Nel corso dei cinque anni successivi, fino al verificarsi dell'episodio del maggio 2010, ad eccezione delle generiche ed in determinate osservazioni della Pi. effettuate nel ricorso nessuna altra segnalazione formale risulta essere mai pervenuta agli uffici competenti con riferimento alle condotte del Lu.

 

La stessa ricorrente, rappresentante sindacale e rappresentante dei lavoratori per la sicurezza non ha mai ritenuto opportuno segnalare, con i mezzi e le facoltà che le cariche ricoperte certamente gli consentivano, episodi sintomatici di una situazione di "rischio" imputabile al Lu.

 

Appare ovviamente di tutta evidenza che tale segnalazione avrebbe dovuto comunque avere ad oggetto, ai fini del presente giudizio, non certamente il fatto di svolgere con superficialità il proprio lavoro, il fatto di tenere comportamenti "lascivi" od ancora il fatto di tenere la radio accesa durante il lavoro ma esclusivamente di comportamenti che lasciassero trasparire una potenziale aggressività e violenza del Lu.

 

Solo in tal caso infatti potrebbe affermarsi che l'inerzia del Comune di Milano nell'adottare le necessarie tutele a fronte di tale potenziale "pericolo" costituisca quantomeno una concausa dell'evento lesivo.

 

Quanto poi al comportamento nello specifico tenuto dal Comune di Milano occorre rilevarsi come:

 

- nessuna specifica e formale segnalazione sia mai pervenuta da parte della Pi. o da altri colleghi con riferimento a condotte violente od aggressive manifestate dal Lu.

__VOCI ELENCATE__:
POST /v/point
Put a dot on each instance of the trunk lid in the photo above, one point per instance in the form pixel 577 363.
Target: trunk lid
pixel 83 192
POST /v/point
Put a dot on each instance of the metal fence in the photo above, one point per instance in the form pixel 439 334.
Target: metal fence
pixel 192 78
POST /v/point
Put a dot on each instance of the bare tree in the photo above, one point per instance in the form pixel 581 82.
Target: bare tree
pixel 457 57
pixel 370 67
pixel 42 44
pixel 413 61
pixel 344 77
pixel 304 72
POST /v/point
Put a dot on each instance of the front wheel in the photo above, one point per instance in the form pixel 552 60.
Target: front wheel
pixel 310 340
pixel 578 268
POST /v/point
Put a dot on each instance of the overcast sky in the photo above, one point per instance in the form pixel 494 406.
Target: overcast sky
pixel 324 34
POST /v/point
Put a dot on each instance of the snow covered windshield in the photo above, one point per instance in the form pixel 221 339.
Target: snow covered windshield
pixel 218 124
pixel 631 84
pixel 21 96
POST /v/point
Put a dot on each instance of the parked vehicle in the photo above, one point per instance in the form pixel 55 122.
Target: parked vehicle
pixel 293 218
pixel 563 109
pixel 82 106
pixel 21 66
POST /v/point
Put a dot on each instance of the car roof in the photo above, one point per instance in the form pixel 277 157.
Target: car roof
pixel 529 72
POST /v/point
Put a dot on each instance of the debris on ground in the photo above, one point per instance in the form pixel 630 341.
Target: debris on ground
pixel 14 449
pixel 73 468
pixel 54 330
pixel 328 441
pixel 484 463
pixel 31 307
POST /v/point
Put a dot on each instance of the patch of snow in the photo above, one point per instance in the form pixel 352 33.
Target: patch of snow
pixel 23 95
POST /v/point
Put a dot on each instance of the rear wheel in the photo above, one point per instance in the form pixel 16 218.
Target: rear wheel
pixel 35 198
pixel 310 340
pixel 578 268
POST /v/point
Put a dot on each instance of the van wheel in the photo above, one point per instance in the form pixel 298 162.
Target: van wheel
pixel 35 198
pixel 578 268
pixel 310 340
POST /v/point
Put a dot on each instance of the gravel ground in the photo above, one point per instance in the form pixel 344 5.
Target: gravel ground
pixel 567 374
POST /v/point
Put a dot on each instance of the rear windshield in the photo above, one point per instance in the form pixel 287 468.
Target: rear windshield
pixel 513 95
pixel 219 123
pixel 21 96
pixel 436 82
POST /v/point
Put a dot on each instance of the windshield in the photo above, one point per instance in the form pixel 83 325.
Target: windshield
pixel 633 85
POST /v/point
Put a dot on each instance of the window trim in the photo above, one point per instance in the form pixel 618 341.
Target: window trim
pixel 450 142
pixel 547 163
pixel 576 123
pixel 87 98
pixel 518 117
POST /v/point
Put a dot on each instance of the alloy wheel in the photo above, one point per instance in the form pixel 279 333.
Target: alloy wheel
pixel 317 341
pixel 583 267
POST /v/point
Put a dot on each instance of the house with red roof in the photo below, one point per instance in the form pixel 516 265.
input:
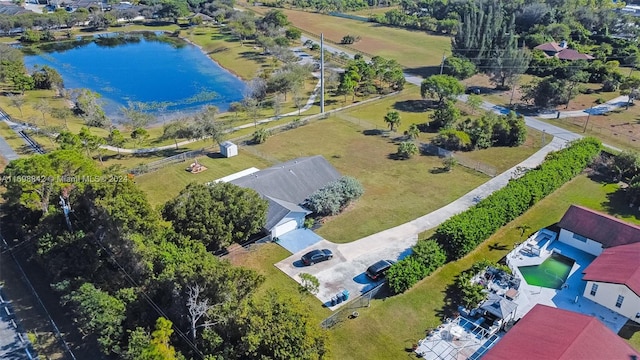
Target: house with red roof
pixel 554 334
pixel 592 231
pixel 613 280
pixel 562 52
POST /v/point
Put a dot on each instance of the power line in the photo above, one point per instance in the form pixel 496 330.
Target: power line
pixel 147 298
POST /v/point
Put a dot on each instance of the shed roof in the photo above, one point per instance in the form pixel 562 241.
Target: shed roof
pixel 499 306
pixel 617 265
pixel 603 228
pixel 554 334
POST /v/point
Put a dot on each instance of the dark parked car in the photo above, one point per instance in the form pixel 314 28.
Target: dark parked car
pixel 315 256
pixel 377 270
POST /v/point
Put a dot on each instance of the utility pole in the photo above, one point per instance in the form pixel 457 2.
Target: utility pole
pixel 322 73
pixel 442 63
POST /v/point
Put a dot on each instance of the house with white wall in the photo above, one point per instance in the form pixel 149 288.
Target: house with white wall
pixel 613 280
pixel 286 186
pixel 592 232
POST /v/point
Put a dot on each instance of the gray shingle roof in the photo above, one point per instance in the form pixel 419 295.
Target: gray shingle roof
pixel 287 185
pixel 292 181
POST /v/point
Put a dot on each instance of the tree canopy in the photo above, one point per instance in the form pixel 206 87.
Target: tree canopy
pixel 217 214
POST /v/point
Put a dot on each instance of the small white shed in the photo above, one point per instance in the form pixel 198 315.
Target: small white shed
pixel 228 149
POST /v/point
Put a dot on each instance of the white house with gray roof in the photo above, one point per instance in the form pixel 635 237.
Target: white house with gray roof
pixel 286 186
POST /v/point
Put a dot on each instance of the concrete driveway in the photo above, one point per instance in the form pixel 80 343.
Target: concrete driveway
pixel 346 269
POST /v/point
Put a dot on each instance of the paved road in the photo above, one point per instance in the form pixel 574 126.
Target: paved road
pixel 5 150
pixel 346 270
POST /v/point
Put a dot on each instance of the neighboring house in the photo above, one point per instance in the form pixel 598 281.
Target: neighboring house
pixel 562 52
pixel 554 334
pixel 613 280
pixel 592 232
pixel 286 186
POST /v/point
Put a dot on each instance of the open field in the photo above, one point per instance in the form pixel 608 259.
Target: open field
pixel 388 328
pixel 396 191
pixel 166 183
pixel 261 257
pixel 619 128
pixel 373 10
pixel 416 50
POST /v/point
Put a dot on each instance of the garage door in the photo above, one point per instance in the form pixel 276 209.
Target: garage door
pixel 284 228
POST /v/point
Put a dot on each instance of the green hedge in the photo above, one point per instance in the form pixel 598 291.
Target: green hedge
pixel 464 232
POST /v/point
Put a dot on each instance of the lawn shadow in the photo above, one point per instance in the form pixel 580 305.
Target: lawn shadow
pixel 617 204
pixel 452 299
pixel 423 71
pixel 415 106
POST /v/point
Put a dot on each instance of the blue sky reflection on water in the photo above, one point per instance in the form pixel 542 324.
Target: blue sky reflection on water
pixel 143 69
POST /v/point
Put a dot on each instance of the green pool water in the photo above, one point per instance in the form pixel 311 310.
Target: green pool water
pixel 550 274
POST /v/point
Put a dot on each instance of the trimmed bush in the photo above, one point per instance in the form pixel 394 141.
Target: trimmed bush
pixel 464 232
pixel 405 273
pixel 427 256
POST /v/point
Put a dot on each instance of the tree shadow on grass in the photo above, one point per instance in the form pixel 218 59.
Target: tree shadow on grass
pixel 423 71
pixel 415 106
pixel 617 204
pixel 452 299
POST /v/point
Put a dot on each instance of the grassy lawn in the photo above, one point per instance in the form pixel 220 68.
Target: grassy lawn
pixel 619 128
pixel 242 60
pixel 391 325
pixel 417 50
pixel 167 182
pixel 373 10
pixel 261 258
pixel 396 191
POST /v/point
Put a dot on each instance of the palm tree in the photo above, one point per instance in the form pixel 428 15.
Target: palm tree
pixel 406 149
pixel 413 132
pixel 393 119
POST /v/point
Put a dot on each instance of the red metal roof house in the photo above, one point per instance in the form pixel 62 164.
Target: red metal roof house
pixel 548 333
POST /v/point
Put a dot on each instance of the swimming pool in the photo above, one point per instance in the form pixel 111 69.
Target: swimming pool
pixel 550 274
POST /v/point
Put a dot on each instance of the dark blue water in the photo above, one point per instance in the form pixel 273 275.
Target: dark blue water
pixel 166 74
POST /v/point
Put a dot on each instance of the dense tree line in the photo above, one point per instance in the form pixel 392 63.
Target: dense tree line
pixel 116 257
pixel 464 232
pixel 365 78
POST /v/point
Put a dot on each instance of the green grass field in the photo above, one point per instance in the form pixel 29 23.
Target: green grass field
pixel 396 191
pixel 416 50
pixel 390 326
pixel 166 183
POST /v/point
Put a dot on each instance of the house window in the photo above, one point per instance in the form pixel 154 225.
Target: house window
pixel 579 237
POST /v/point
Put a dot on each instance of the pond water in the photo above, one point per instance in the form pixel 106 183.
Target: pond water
pixel 164 74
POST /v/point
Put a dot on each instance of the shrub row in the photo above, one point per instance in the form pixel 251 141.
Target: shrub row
pixel 464 232
pixel 427 256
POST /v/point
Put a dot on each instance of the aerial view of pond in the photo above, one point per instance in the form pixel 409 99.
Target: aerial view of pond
pixel 164 73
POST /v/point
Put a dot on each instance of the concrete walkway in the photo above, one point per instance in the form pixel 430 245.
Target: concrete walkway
pixel 5 150
pixel 346 270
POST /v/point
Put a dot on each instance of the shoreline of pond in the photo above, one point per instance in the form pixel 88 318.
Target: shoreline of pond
pixel 161 119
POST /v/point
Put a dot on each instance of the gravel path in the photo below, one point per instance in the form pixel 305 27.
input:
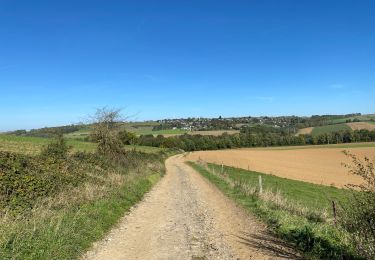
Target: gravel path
pixel 186 217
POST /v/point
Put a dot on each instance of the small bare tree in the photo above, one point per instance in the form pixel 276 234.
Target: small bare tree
pixel 105 123
pixel 358 217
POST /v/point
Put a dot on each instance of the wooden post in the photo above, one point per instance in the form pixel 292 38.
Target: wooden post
pixel 334 212
pixel 260 185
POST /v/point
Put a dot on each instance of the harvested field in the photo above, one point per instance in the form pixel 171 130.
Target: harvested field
pixel 315 165
pixel 361 125
pixel 305 131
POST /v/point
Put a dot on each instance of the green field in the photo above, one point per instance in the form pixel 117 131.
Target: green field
pixel 295 213
pixel 361 118
pixel 346 145
pixel 319 130
pixel 307 194
pixel 33 145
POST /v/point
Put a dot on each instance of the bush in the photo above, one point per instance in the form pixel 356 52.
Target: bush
pixel 56 150
pixel 358 216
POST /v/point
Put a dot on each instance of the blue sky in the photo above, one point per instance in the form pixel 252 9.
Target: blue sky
pixel 59 60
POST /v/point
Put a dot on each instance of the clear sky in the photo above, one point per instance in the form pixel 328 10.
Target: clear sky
pixel 59 60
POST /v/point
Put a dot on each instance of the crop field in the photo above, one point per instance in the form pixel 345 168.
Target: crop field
pixel 339 126
pixel 305 131
pixel 33 145
pixel 361 125
pixel 319 165
pixel 329 129
pixel 212 132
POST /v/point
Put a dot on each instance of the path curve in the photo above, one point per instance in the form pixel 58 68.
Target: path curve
pixel 186 217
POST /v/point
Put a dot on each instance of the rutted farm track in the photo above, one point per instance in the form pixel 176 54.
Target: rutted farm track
pixel 185 217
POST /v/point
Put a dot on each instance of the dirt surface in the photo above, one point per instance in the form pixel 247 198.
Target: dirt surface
pixel 361 125
pixel 315 165
pixel 186 217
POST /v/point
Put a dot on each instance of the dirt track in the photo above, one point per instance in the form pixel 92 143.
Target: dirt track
pixel 186 217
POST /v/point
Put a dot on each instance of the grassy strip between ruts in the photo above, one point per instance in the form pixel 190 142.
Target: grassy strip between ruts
pixel 307 229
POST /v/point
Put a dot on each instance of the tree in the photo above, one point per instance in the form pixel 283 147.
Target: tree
pixel 105 123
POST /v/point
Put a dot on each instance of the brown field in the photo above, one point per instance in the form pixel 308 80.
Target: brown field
pixel 315 165
pixel 213 132
pixel 305 131
pixel 361 125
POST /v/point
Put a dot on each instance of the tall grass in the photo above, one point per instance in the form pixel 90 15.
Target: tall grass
pixel 64 225
pixel 304 223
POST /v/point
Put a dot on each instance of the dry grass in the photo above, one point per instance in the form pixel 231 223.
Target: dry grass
pixel 361 125
pixel 272 197
pixel 305 131
pixel 315 165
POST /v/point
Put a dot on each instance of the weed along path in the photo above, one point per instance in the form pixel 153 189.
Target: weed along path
pixel 186 217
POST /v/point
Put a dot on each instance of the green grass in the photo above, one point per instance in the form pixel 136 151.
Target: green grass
pixel 310 195
pixel 33 145
pixel 329 129
pixel 314 237
pixel 346 145
pixel 70 232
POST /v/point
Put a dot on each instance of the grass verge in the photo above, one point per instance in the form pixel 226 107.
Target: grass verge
pixel 65 224
pixel 291 209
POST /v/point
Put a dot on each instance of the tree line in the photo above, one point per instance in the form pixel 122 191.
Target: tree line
pixel 259 136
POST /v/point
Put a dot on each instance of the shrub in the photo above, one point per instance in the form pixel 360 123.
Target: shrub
pixel 56 150
pixel 358 216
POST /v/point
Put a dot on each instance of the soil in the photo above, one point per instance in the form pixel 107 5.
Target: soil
pixel 186 217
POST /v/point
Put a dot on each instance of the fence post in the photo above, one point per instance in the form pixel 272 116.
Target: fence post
pixel 260 185
pixel 334 212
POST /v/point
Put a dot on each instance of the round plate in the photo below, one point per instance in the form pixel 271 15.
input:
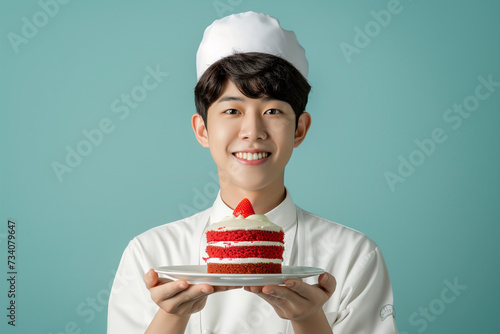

__CONSEGNE__:
• A. Riscrivi il passo del testo sul ricorso della Pi. da "Quanto poi al" a "manifestate dal Lu.", sostituendo "segnalazione" con "comunicazione".
• B. Prosegui il testo sul ricorso della Pi. a partire dall'ultima frase riportata.

__RISPOSTE NUMERATE__:
• A.
Quanto poi al comportamento nello specifico tenuto dal Comune di Milano occorre rilevarsi come:

 

- nessuna specifica e formale comunicazione sia mai pervenuta da parte della Pi. o da altri colleghi con riferimento a condotte violente od aggressive manifestate dal Lu.

• B.
- il precedente alterco verbale tra la P. ed il Lu., verificatosi in data 10.5.2010 e cioè a distanza di pochi giorni dall'episodio di cui è causa, non solo era stato segnalato ai propri superiori dal Lu. e non dalla ricorrente ed aveva indotto il comune ad attivarsi immediatamente per valutare la situazione fissando una riunione per risolvere il dissidio tra i colleghi in data 17.5.2010;

 

- il Comune, al verificarsi dei fatti di cui è causa, attivava immediatamente un procedimento disciplinare nei confronti dello stesso Lu.

 

Nessuna responsabilità può pertanto ritenersi sussistere a carico del Comune in quanto non erano emersi elementi di oggettiva rilevanza da cui desumere la situazione di particolare aggressività "latente" del Lu. neppure nei giorni immediatamente precedenti all'infortunio, giorni in cui non si erano certamente manifestati comportamenti tali da indurre il Comune ad adottare misure immediate a tutela della "sicurezza" dei colleghi di lavoro del Lu., e nessun elemento poteva lasciar ragionevolmente presumere i successivi comportamenti del Lu. stesso.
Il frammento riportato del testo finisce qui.